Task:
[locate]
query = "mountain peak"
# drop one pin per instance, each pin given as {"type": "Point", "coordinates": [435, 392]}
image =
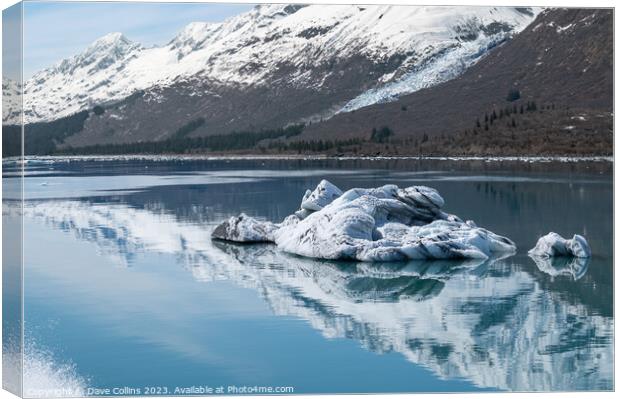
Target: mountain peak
{"type": "Point", "coordinates": [114, 39]}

TASK DESCRIPTION: Nothing but the lines from the one containing "# drop one pin" through the end of the entries should be written out, exactly and without pictures.

SOLUTION TO THIS PROBLEM:
# drop one pin per instance, each pin given as {"type": "Point", "coordinates": [435, 392]}
image =
Target: mountain peak
{"type": "Point", "coordinates": [114, 39]}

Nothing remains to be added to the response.